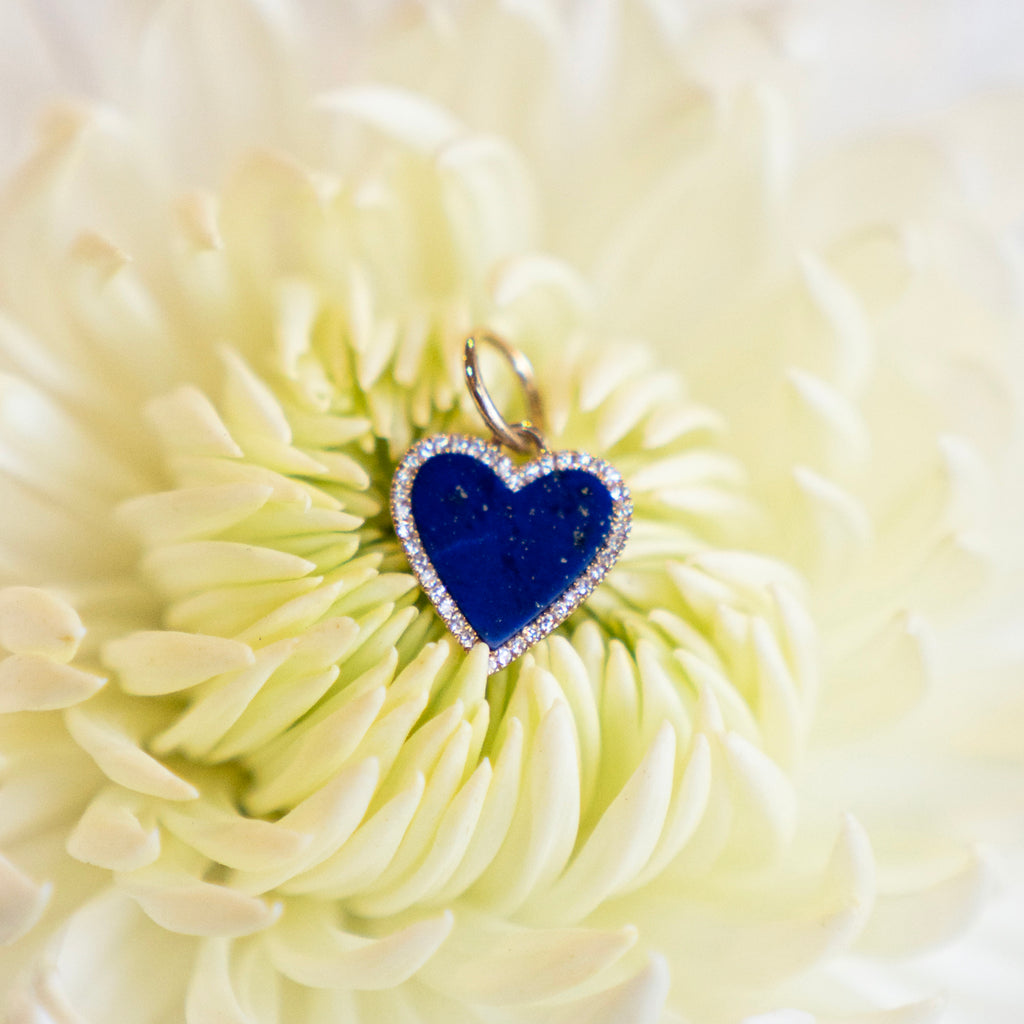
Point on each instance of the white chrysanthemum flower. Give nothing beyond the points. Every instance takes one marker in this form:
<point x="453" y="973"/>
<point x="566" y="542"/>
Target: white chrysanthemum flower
<point x="247" y="777"/>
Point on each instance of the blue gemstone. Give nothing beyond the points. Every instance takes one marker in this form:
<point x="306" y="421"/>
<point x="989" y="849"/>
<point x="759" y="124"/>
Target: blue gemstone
<point x="507" y="556"/>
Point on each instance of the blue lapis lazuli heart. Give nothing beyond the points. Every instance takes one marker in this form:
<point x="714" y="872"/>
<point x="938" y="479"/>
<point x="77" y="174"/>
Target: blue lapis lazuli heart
<point x="506" y="555"/>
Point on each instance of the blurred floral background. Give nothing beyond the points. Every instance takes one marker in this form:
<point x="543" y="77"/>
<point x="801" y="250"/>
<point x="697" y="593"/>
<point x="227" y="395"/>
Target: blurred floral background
<point x="767" y="261"/>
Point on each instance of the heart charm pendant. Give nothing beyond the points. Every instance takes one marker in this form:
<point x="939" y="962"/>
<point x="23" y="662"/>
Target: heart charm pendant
<point x="504" y="552"/>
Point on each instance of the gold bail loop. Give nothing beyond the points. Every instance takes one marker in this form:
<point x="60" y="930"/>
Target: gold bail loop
<point x="526" y="436"/>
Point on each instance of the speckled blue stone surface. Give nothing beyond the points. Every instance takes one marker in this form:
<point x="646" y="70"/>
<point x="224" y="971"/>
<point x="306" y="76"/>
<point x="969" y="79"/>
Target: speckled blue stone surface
<point x="506" y="556"/>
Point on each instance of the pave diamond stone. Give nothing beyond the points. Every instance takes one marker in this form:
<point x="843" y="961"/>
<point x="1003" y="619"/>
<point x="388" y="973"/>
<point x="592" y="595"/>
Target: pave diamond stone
<point x="505" y="553"/>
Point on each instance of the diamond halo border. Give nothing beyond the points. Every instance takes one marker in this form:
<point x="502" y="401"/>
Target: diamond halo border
<point x="515" y="478"/>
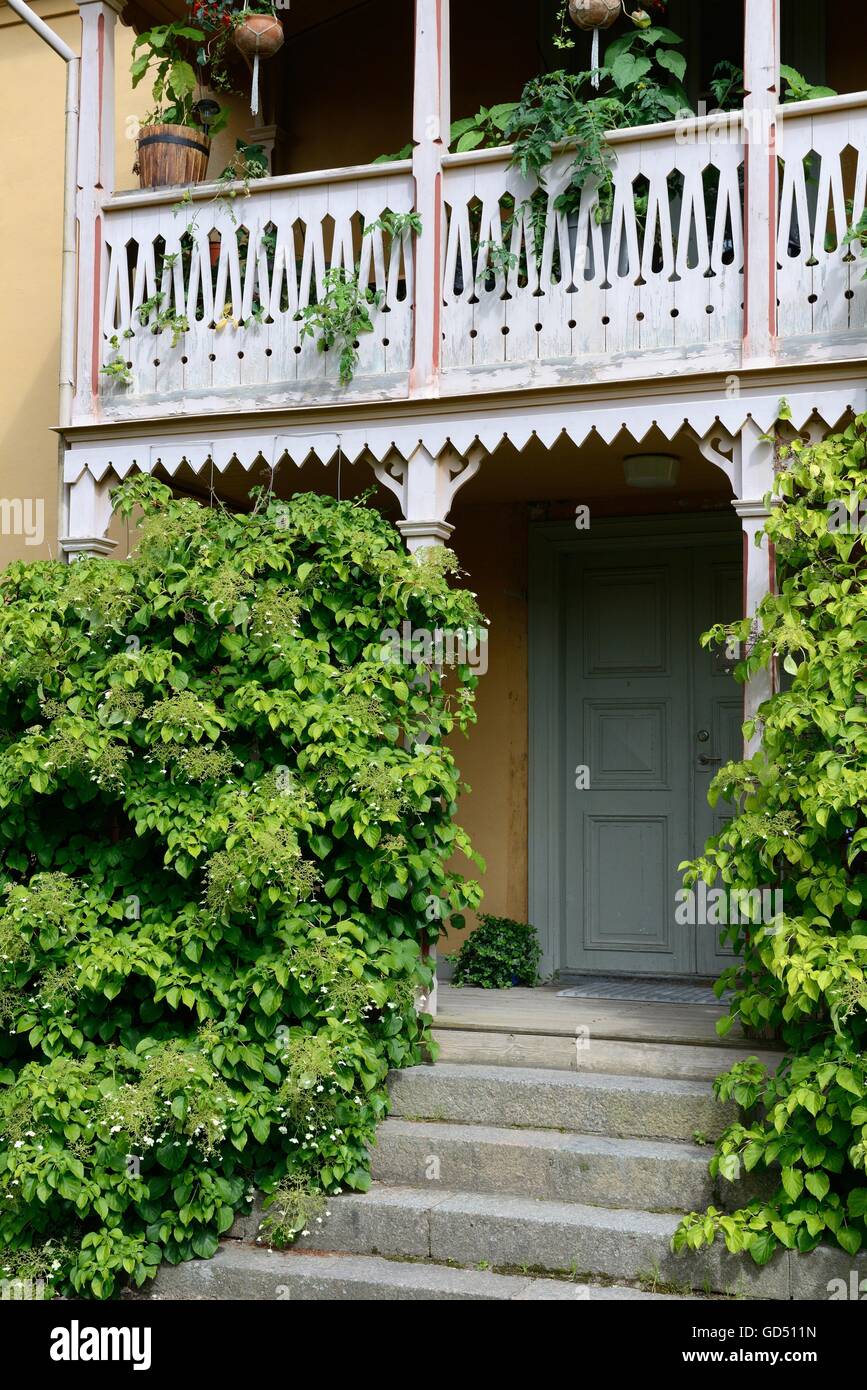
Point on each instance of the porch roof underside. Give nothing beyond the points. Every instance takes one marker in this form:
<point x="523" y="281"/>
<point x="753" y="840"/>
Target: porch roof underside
<point x="218" y="445"/>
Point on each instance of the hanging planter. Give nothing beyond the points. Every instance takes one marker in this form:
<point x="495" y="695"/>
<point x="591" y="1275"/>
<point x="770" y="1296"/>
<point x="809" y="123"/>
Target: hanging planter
<point x="171" y="154"/>
<point x="593" y="14"/>
<point x="257" y="36"/>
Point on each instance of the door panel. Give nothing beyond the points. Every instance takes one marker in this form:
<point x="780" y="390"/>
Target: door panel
<point x="638" y="692"/>
<point x="625" y="708"/>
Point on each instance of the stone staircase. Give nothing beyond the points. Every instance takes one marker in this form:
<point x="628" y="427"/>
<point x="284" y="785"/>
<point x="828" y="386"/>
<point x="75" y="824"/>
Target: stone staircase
<point x="496" y="1182"/>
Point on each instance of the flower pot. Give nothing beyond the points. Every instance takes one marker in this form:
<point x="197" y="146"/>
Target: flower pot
<point x="593" y="14"/>
<point x="171" y="154"/>
<point x="259" y="35"/>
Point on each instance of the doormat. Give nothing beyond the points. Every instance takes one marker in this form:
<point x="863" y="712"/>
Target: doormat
<point x="646" y="991"/>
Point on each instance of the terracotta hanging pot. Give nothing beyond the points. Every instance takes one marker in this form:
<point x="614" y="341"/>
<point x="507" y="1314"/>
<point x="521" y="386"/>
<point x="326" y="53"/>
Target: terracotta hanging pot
<point x="257" y="36"/>
<point x="593" y="14"/>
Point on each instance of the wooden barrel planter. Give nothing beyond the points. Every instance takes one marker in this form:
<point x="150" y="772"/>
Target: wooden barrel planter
<point x="172" y="154"/>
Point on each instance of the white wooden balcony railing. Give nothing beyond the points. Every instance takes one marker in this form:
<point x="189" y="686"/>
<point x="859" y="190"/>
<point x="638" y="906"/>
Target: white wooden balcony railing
<point x="239" y="273"/>
<point x="549" y="298"/>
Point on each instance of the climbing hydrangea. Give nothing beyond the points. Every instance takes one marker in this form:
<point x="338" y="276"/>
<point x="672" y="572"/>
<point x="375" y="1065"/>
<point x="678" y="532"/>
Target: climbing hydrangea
<point x="223" y="823"/>
<point x="801" y="826"/>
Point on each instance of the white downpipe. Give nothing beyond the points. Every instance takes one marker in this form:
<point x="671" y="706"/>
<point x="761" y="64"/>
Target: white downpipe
<point x="42" y="29"/>
<point x="68" y="281"/>
<point x="68" y="273"/>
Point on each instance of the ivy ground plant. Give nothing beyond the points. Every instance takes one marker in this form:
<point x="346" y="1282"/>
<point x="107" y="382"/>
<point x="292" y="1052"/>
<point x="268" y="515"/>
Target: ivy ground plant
<point x="801" y="826"/>
<point x="225" y="822"/>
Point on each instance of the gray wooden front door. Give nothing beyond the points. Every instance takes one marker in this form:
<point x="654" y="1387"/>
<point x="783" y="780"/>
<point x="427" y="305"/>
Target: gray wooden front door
<point x="648" y="716"/>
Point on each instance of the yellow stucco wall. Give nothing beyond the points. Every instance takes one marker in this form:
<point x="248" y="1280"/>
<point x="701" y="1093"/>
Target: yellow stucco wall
<point x="32" y="85"/>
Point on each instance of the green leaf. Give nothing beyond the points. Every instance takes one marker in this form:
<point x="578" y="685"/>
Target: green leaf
<point x="628" y="68"/>
<point x="849" y="1239"/>
<point x="819" y="1184"/>
<point x="204" y="1244"/>
<point x="673" y="61"/>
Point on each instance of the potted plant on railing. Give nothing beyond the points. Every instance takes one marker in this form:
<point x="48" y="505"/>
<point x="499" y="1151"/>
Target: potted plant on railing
<point x="174" y="142"/>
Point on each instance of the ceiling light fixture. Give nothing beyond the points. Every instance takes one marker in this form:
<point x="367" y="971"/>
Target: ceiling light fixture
<point x="652" y="471"/>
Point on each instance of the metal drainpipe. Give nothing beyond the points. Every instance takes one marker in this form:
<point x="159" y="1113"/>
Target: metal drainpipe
<point x="68" y="275"/>
<point x="68" y="264"/>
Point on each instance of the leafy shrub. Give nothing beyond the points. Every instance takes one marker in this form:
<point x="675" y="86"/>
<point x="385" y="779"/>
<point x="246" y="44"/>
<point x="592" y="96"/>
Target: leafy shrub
<point x="500" y="952"/>
<point x="223" y="844"/>
<point x="801" y="826"/>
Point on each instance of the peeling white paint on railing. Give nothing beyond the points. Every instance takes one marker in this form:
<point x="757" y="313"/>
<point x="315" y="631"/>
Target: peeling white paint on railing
<point x="664" y="273"/>
<point x="225" y="262"/>
<point x="520" y="288"/>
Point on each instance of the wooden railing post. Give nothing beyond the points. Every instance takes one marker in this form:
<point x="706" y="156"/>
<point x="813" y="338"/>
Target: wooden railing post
<point x="431" y="125"/>
<point x="760" y="181"/>
<point x="95" y="182"/>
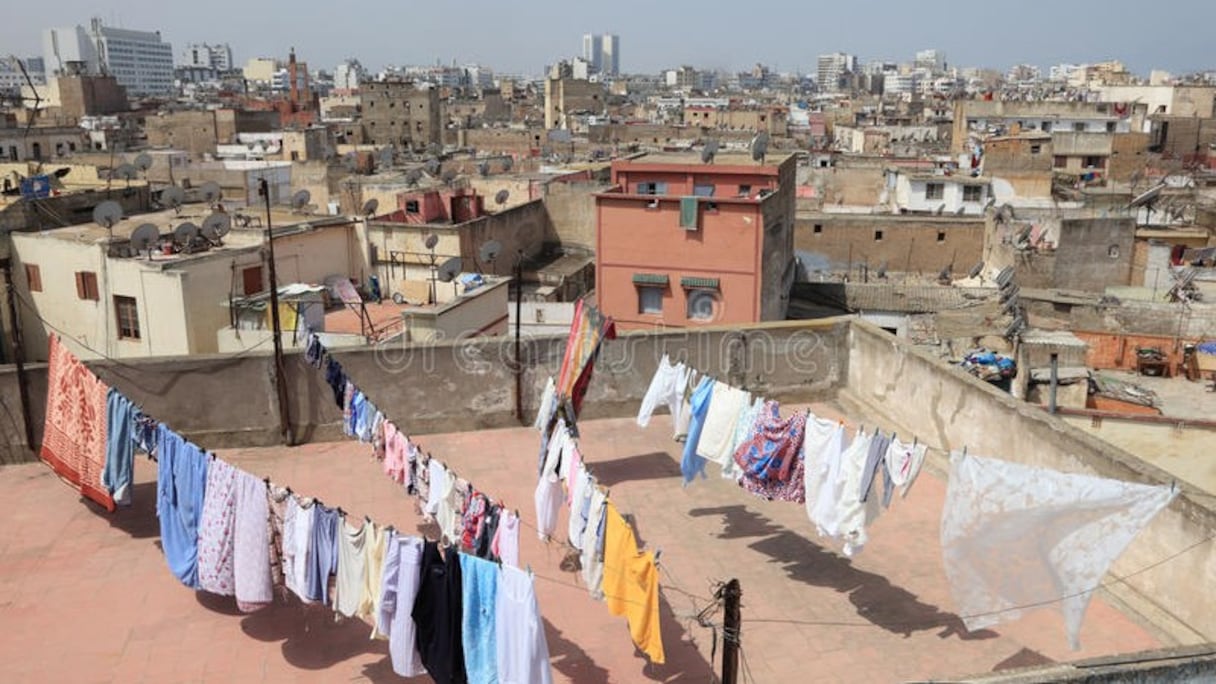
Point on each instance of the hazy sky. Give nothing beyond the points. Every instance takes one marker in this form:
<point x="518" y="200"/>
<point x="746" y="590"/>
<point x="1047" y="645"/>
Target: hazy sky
<point x="523" y="35"/>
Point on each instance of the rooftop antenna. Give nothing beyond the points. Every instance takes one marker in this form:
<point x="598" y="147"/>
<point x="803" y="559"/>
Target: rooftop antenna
<point x="173" y="196"/>
<point x="299" y="201"/>
<point x="215" y="226"/>
<point x="210" y="191"/>
<point x="145" y="237"/>
<point x="489" y="252"/>
<point x="106" y="214"/>
<point x="759" y="146"/>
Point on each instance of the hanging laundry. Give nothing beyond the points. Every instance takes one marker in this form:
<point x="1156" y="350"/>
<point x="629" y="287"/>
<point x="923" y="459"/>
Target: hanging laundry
<point x="181" y="486"/>
<point x="400" y="582"/>
<point x="375" y="548"/>
<point x="904" y="464"/>
<point x="592" y="548"/>
<point x="505" y="545"/>
<point x="251" y="545"/>
<point x="770" y="460"/>
<point x="322" y="553"/>
<point x="691" y="464"/>
<point x="547" y="405"/>
<point x="479" y="584"/>
<point x="631" y="584"/>
<point x="726" y="407"/>
<point x="217" y="528"/>
<point x="437" y="612"/>
<point x="337" y="381"/>
<point x="664" y="390"/>
<point x="352" y="568"/>
<point x="521" y="646"/>
<point x="1020" y="536"/>
<point x="116" y="477"/>
<point x="74" y="431"/>
<point x="298" y="520"/>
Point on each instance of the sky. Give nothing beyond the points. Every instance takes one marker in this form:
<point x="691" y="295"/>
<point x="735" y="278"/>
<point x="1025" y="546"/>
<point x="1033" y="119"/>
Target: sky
<point x="522" y="37"/>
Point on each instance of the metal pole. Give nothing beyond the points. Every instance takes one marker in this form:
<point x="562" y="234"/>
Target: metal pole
<point x="285" y="424"/>
<point x="18" y="353"/>
<point x="1056" y="382"/>
<point x="731" y="622"/>
<point x="518" y="359"/>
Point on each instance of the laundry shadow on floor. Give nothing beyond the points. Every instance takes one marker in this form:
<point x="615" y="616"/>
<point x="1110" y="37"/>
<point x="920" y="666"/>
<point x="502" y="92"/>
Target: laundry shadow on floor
<point x="876" y="599"/>
<point x="656" y="465"/>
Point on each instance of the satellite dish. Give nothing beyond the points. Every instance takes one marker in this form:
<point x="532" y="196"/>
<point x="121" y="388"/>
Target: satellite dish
<point x="490" y="251"/>
<point x="173" y="196"/>
<point x="210" y="191"/>
<point x="107" y="213"/>
<point x="185" y="233"/>
<point x="759" y="146"/>
<point x="217" y="226"/>
<point x="300" y="200"/>
<point x="450" y="269"/>
<point x="145" y="237"/>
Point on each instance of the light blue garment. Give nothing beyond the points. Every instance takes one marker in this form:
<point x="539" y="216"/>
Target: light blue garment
<point x="181" y="485"/>
<point x="479" y="588"/>
<point x="116" y="477"/>
<point x="698" y="408"/>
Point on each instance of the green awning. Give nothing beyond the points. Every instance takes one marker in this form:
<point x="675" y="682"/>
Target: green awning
<point x="649" y="279"/>
<point x="699" y="282"/>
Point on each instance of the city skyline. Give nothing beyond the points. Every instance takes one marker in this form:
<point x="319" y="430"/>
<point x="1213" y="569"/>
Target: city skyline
<point x="523" y="40"/>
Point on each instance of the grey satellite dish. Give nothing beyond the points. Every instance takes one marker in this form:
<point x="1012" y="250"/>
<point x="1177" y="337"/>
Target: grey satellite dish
<point x="450" y="269"/>
<point x="490" y="251"/>
<point x="217" y="226"/>
<point x="210" y="191"/>
<point x="300" y="200"/>
<point x="759" y="146"/>
<point x="173" y="196"/>
<point x="145" y="237"/>
<point x="184" y="234"/>
<point x="107" y="213"/>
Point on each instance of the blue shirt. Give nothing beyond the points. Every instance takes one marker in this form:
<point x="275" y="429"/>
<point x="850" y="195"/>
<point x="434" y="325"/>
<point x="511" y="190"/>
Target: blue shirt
<point x="698" y="408"/>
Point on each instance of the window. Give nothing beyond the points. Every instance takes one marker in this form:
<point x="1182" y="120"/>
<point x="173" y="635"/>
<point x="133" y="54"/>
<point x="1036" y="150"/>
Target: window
<point x="701" y="304"/>
<point x="251" y="280"/>
<point x="86" y="285"/>
<point x="649" y="300"/>
<point x="34" y="278"/>
<point x="128" y="315"/>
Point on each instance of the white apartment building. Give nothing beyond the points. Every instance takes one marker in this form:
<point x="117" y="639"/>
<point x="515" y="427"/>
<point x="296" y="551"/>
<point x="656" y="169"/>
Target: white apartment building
<point x="139" y="60"/>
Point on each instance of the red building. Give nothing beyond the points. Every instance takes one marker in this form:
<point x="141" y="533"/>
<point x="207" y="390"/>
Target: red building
<point x="680" y="242"/>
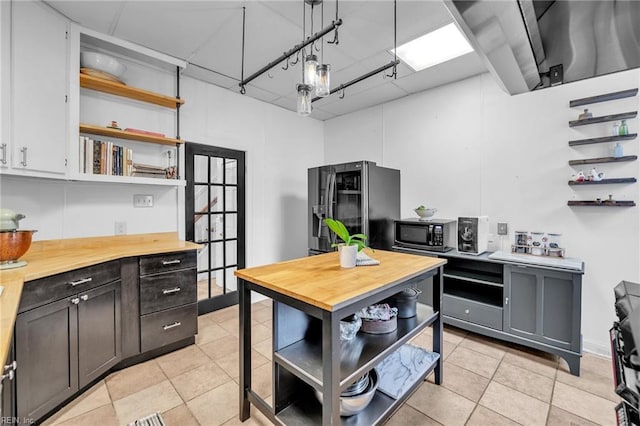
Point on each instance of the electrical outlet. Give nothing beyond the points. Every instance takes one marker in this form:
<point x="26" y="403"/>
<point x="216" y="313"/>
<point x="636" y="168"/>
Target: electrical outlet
<point x="120" y="228"/>
<point x="142" y="200"/>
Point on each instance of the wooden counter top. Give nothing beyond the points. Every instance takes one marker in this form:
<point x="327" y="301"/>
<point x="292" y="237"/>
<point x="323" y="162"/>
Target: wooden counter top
<point x="46" y="258"/>
<point x="320" y="281"/>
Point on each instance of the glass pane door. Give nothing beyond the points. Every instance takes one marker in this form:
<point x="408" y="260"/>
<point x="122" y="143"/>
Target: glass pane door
<point x="215" y="219"/>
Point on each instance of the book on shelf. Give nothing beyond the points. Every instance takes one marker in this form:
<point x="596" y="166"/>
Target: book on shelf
<point x="104" y="158"/>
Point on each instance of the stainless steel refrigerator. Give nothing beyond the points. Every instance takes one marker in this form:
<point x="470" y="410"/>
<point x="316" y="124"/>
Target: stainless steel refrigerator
<point x="363" y="196"/>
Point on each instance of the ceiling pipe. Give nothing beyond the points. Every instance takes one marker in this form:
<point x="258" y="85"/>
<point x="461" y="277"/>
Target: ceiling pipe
<point x="286" y="55"/>
<point x="359" y="79"/>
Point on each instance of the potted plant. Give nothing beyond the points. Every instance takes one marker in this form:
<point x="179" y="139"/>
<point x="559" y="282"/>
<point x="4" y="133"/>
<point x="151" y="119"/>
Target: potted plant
<point x="351" y="245"/>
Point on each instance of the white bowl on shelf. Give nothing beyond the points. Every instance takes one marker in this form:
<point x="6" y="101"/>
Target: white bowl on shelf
<point x="102" y="62"/>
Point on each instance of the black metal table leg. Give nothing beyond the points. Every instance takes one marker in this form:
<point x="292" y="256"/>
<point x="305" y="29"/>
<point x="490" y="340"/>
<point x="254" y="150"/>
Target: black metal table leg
<point x="244" y="301"/>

# # # # #

What the task requires | Copy out everything from the line containing "Point on each instance of the black" down to the end of the records, keeping every character unchanged.

Output of the exercise |
Point on each instance of the black metal table leg. Give nothing beyond the points. Every instance takes one marker in this form:
<point x="292" y="256"/>
<point x="305" y="29"/>
<point x="490" y="340"/>
<point x="254" y="150"/>
Target: black metal table leg
<point x="244" y="301"/>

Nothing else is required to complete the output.